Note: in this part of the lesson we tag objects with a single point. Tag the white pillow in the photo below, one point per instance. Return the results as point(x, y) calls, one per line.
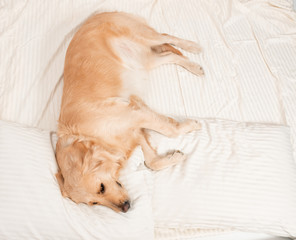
point(32, 206)
point(237, 175)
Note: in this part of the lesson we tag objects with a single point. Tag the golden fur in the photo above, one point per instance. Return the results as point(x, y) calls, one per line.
point(102, 119)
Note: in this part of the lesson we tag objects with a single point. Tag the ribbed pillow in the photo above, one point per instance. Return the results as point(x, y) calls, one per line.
point(237, 175)
point(32, 206)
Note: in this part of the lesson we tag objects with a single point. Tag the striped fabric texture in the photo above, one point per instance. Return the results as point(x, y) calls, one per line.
point(237, 175)
point(250, 70)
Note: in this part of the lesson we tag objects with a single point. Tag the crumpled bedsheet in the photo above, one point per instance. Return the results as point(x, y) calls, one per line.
point(249, 51)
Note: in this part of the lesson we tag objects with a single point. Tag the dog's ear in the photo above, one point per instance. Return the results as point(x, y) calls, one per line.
point(60, 179)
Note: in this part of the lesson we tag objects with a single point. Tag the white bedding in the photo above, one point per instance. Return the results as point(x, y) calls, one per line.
point(249, 60)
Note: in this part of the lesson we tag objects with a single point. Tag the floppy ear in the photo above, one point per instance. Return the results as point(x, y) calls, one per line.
point(60, 179)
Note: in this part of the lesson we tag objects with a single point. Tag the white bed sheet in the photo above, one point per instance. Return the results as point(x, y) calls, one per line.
point(249, 58)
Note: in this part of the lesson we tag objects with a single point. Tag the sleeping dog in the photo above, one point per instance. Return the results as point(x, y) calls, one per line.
point(102, 118)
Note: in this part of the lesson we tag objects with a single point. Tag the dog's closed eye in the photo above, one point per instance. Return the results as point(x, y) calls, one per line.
point(102, 189)
point(118, 184)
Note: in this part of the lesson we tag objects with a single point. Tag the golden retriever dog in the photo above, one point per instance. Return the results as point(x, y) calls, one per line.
point(102, 118)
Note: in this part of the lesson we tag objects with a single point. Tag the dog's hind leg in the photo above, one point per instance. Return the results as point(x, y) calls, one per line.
point(166, 54)
point(149, 119)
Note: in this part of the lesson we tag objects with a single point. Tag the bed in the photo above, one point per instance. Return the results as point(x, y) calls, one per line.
point(239, 181)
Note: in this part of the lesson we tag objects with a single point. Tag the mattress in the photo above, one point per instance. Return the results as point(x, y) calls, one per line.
point(249, 52)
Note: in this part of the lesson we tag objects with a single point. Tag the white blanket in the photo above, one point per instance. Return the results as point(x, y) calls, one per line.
point(248, 55)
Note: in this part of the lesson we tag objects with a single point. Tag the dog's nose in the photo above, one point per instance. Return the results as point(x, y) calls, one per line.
point(125, 206)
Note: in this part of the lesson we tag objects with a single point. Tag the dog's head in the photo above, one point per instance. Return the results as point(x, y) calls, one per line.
point(89, 174)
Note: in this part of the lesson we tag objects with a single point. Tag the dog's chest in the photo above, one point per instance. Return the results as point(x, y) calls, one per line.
point(134, 82)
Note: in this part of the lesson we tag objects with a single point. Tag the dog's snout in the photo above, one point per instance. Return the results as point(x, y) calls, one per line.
point(125, 206)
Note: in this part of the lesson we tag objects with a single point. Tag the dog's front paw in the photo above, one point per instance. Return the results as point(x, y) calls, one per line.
point(190, 125)
point(193, 47)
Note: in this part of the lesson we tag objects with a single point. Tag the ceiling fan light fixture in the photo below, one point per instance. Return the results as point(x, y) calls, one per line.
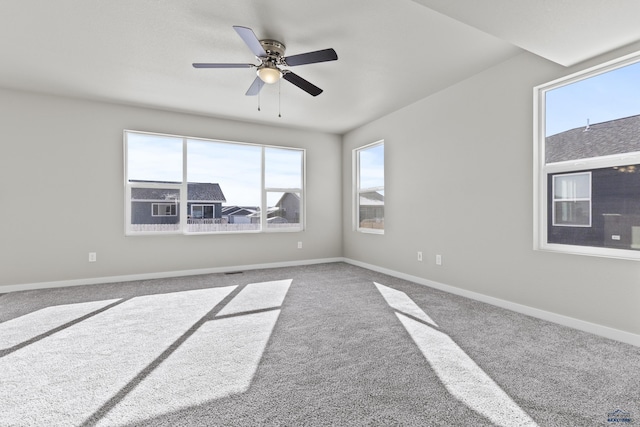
point(269, 74)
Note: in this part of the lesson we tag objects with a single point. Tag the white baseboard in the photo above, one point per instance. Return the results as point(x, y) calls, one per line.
point(161, 275)
point(603, 331)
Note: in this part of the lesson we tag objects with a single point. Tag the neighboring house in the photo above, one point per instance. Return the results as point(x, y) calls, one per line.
point(595, 207)
point(162, 206)
point(238, 214)
point(288, 208)
point(371, 209)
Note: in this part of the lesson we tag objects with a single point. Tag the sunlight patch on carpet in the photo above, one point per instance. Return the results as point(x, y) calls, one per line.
point(460, 375)
point(66, 377)
point(218, 360)
point(258, 296)
point(402, 303)
point(23, 328)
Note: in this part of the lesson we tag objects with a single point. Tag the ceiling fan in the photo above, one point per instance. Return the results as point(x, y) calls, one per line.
point(270, 53)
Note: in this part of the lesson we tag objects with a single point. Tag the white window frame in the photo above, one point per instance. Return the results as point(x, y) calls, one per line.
point(183, 190)
point(542, 170)
point(357, 190)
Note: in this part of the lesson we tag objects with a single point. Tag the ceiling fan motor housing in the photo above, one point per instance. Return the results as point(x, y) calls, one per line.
point(274, 48)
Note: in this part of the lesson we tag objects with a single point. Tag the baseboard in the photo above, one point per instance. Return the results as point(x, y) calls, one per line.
point(603, 331)
point(161, 275)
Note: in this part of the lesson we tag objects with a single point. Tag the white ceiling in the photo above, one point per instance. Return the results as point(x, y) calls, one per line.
point(391, 53)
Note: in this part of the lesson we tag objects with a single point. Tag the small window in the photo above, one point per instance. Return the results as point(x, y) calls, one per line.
point(572, 199)
point(587, 162)
point(202, 211)
point(163, 209)
point(369, 188)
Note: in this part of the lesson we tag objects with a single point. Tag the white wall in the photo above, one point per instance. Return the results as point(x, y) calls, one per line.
point(62, 194)
point(458, 169)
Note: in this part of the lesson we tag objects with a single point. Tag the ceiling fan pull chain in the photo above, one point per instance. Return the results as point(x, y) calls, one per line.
point(279, 86)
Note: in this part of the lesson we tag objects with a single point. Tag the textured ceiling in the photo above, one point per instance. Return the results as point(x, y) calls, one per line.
point(563, 31)
point(140, 52)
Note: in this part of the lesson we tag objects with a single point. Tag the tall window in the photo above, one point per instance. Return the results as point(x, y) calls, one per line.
point(178, 184)
point(369, 188)
point(587, 170)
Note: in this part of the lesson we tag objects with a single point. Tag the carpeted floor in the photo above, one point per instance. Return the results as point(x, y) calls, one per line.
point(329, 344)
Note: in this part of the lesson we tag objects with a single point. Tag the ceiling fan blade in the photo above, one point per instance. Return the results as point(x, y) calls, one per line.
point(251, 40)
point(311, 57)
point(206, 65)
point(255, 87)
point(302, 83)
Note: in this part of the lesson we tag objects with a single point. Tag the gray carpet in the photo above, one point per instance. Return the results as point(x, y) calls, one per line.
point(328, 344)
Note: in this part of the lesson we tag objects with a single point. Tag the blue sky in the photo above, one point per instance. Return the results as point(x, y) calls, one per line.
point(372, 167)
point(236, 167)
point(601, 98)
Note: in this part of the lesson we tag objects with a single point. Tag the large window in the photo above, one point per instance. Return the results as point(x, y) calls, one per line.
point(369, 188)
point(587, 162)
point(178, 184)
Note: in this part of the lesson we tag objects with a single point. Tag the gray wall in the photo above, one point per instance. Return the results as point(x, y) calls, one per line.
point(62, 194)
point(459, 182)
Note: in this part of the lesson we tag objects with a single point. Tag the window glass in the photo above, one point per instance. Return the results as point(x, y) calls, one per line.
point(154, 158)
point(283, 168)
point(221, 185)
point(588, 151)
point(369, 201)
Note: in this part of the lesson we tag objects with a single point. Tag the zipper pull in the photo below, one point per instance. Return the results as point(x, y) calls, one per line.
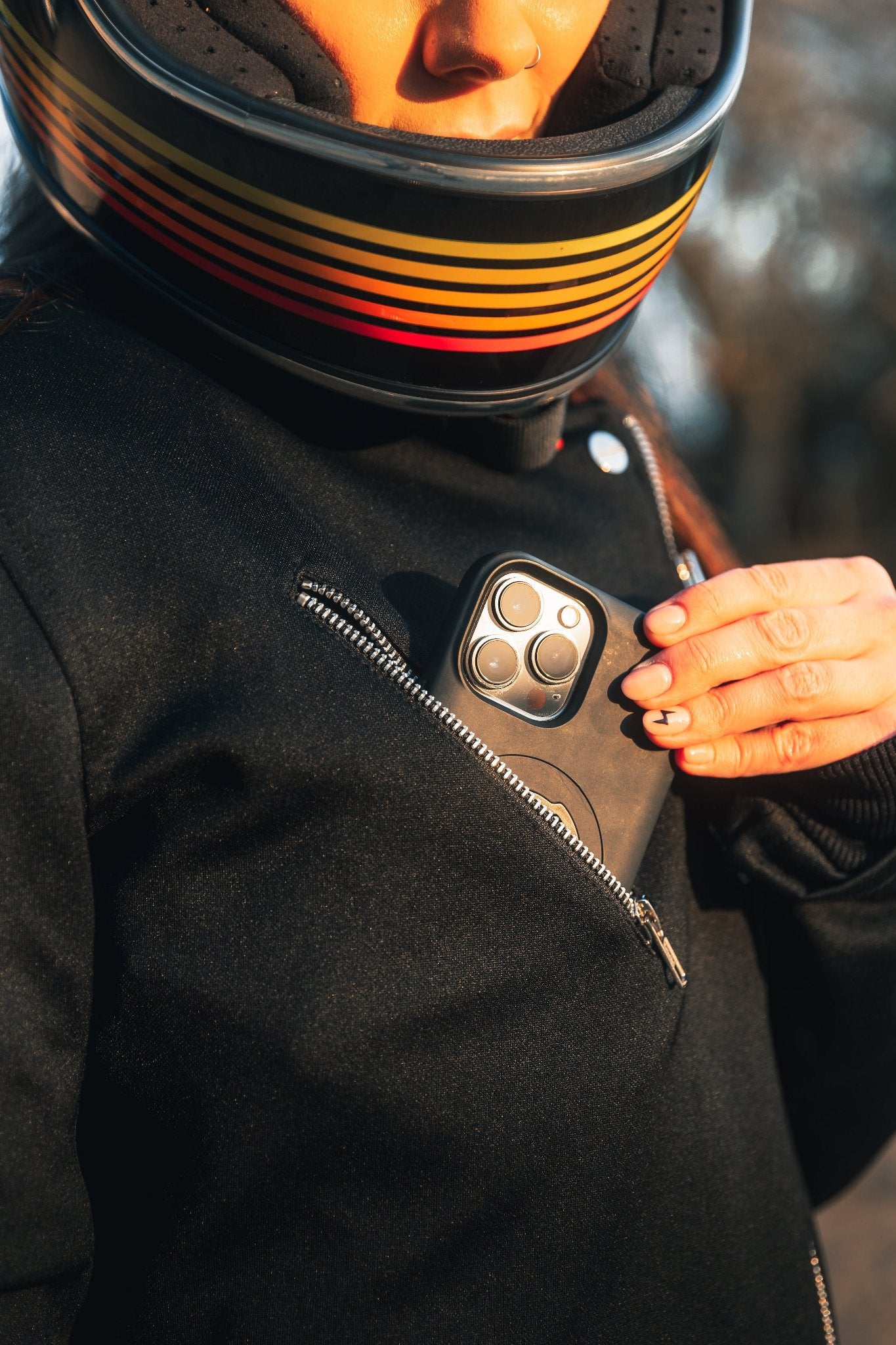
point(689, 568)
point(653, 934)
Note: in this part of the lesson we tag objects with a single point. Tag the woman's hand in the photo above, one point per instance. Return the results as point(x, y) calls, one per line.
point(771, 669)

_TRY IT_: Drop the pictures; repeat the listing above exactly.

_ANSWER TO THIS PROBLEM_:
Note: in this part of the lesson we tag objects with a single point. Tag the white pillow in the photo below, one point per instance. Return the results as point(x, y) calls, one per line.
point(32, 206)
point(237, 175)
Note: in this part of the lesson we tag objects with a single point. Tag the golden fur in the photo above, one point per instance. Return the results as point(x, y) calls, one per line.
point(102, 119)
Note: in this part of the lesson we tag objects with a single point. Tag the ribbed pillow in the photo above, one point per instance. Return the results as point(x, y) calls, one per line.
point(237, 175)
point(32, 206)
Note: in this part of the lesson we tag objects with a single point. Tag the striped fabric texture in the photo above, one point per instance. Return the results as point(x, y) calls, one per line.
point(237, 175)
point(250, 70)
Note: in this part of the lesson we tag objects with a single point. Tag the crumpled bedsheet in the photo above, one point per instance. Return the results as point(x, y) calls, one per line.
point(249, 51)
Note: in this part of the lesson we tag objects with a single point. Tag the dog's ear in the photo above, one point per instance. Return the results as point(x, y) calls, one per line.
point(60, 179)
Note: in this part of the lesson we tag objects with a single point. Tag the white bedding in the photo above, one point per instance. Return the results as point(x, y) calls, one per line.
point(249, 60)
Note: in this part of the lesson we tag objects with a single point. Tag the floppy ear in the photo above, one point per instance. Return the results as point(x, y) calls, one per line.
point(60, 179)
Note: in this part of the lesson we tag objects with a single point. Tag the white bed sheet in the photo above, one point per instance. Return the results as point(x, y) calls, one per line.
point(249, 58)
Note: in this part of the lesson we tag objects with a single point. Tag the sleeping dog in the photo above, one point per instance. Return the results as point(x, y) calls, one per line.
point(102, 118)
Note: in this part of the lesson we tag objects with a single point. Tag the dog's closed eye in the photo above, one point per instance. Return the results as point(x, y) calls, one per line.
point(102, 189)
point(118, 184)
Note: in this part of the lesson we tag objects with a single point. Tag the golden retriever dog in the photo above, one point per instance. Return the results as point(x, y) calls, one per line.
point(102, 118)
Note: in this part of the lesson we tag objects with a single point. Tag the dog's hind leg in the photo above, one point per instance. Return the results as point(x, y) calls, one per line.
point(166, 54)
point(149, 119)
Note: in this part of the lesson we tag objects with a single point. Tag the bed in the photo above, one point per instance. Return the results as point(x, y) calls, one per line.
point(239, 181)
Note: in this part of the lesson we tag objects with a single point. Tag the mattress in the photo above, one point per instance. Return the results as point(x, y) calls, one per line.
point(249, 52)
Note: in this part of the lesson we tag objects with a single point. Tag the white blanket in the photo above, one point per instance. Return the results as point(x, y) calls, one per line.
point(248, 55)
Note: in this part of the lesson we tag objects with a single point. Tag the dog's nose in the photo above, one point per instance. Return the results as point(x, y) calls, one per line.
point(125, 206)
Note: in this part of the lesson we tag objects with a single point. Tag the dog's head in the photo above, one point per instance. Return the results as point(x, y) calls, one per line.
point(89, 174)
Note: in this part of the lesson we tag objects with a single point. Tag the dog's chest in the photo above, one point per instance. Return the results as point(x, y) calls, one per line.
point(134, 82)
Note: in this part of the lesson we tag objects with a single point. Tag the dog's snout in the photo above, one point per instance. Return the results as point(x, y) calls, one per line.
point(125, 206)
Note: in this part of the lesson we tag objects with a single point. Tag the dog's front paw in the photo above, one point per instance. Return the results as point(x, y) calls, one per line.
point(190, 125)
point(193, 47)
Note: in this part of the lesson we tag objects with a single point. Tag the ceiling fan light fixture in the photo below, one point per instance. Return the results as point(x, y) calls, one per line.
point(269, 74)
Note: in this part of the lesson we tag objects with a single point. Tag the white baseboard in the photo above, one point per instance. Return the results as point(x, y) calls, one per line.
point(161, 275)
point(603, 331)
Note: in this part of the lesson we tag objects with a single point. Tag the neighboring house in the photo above, one point per instance. Return the results as point(x, y) calls, one per line.
point(595, 207)
point(162, 206)
point(238, 214)
point(288, 208)
point(371, 209)
Note: in this part of the lesson we tag objects with a single point. Tag the sunlight patch on carpet in the photo above, one point per instance. Return the results as point(x, y) calls, one per line.
point(460, 375)
point(66, 377)
point(218, 360)
point(258, 296)
point(402, 303)
point(23, 328)
Note: in this part of the lesson we tag objects with a single point. Tag the ceiling fan in the photo above, one point per instance. Return the results as point(x, y) calls, one per line.
point(270, 53)
Note: in this part of the lesson we tag objects with a single point. Tag the white window frame in the photo above, one point per instance. Return the results as point(x, y) calls, one per line.
point(183, 190)
point(542, 170)
point(357, 190)
Note: in this part of the lesson we tag objects with a single point. Tag the ceiling fan motor housing in the photo above, one point per instance. Return the results as point(x, y) calls, one per line.
point(274, 48)
Note: in this part of the lesson we tag objects with a single point. Tag the baseboard in the photo above, one point per instance. Return the results as point(x, y) calls, one per line.
point(603, 331)
point(161, 275)
Note: in this part of the lesson we tag objects with a single point. Tag the white ceiling in the photo above, one point per instance. Return the results as point(x, y) calls, one per line.
point(391, 53)
Note: in this part of the lesson we tag objects with a single point. Tag the small window in the photo above, one point per instance. Return the results as point(x, y) calls, one per line.
point(572, 199)
point(587, 162)
point(202, 211)
point(163, 209)
point(369, 188)
Note: in this part of the lesson we tag objects with a single point. Tag the white wall in the photo above, one point per instance. Return the results as point(x, y) calls, one per line.
point(62, 194)
point(458, 169)
Note: in this part of the lesson we tag objects with a single point. Tag the ceiling fan pull chain in the photo above, one point per instance. Return the results as point(x, y) calls, one per line.
point(279, 86)
Note: in this part of the lesson we tag objects with a single point. Tag the textured ceiling in the photo above, one point per instance. Return the results as point(x, y) calls, one per line.
point(563, 31)
point(140, 52)
Note: in this part of the lesson we tag objects with a single point. Tag the tall window in the photo above, one point per instance. Return the results as point(x, y) calls, one per line.
point(178, 184)
point(369, 188)
point(587, 170)
Note: in this part of the lesson we tag objects with a single point. Tag the carpeted floor in the photo above, one point per instance. Return the results as point(x, y) calls, one per line.
point(329, 344)
Note: in this part of the lesson we tag objects with a single point. Tag the ceiling fan blade in the photo above, one point per instance. Return the results as point(x, y) calls, one per line.
point(251, 40)
point(311, 57)
point(206, 65)
point(255, 87)
point(302, 83)
Note: in this part of the lesson we tag objects with a single point. Tag the gray carpet in the photo above, one point per instance. Return the results as point(x, y) calls, one per line.
point(328, 344)
Note: in this part of the lesson we tag objects with a single point. Tag the blue sky in the photo above, one point per instance. Return the results as point(x, y) calls, one per line.
point(372, 167)
point(236, 167)
point(601, 98)
Note: in this part of the lesson we tag objects with a single point. Tag the large window in the photo above, one point per instance. Return the results as point(x, y) calls, one per line.
point(369, 188)
point(587, 162)
point(178, 184)
Note: in this part of the lesson we tag objects with a single point. Tag the gray wall in the photo above, one point per instance. Return the results as point(x, y) calls, one per line.
point(62, 194)
point(459, 182)
Note: in this part of the lesson we tag objects with a single point. Tag the window glass in the photo above, one point per instance. Return the results as point(x, y) calls, one per line.
point(154, 158)
point(283, 168)
point(221, 185)
point(588, 151)
point(369, 201)
Note: in this part of the lesson we tag objects with a single point. Tag the zipper pull in the photo below, one point per instance. Return the results as point(x, y) calls, one per line.
point(689, 568)
point(653, 934)
Note: in this part of the lesson we tag objects with a single point. Tag the woman's hand in the photo above, one point per instance. Return the results as point(x, y) calls, one per line.
point(771, 669)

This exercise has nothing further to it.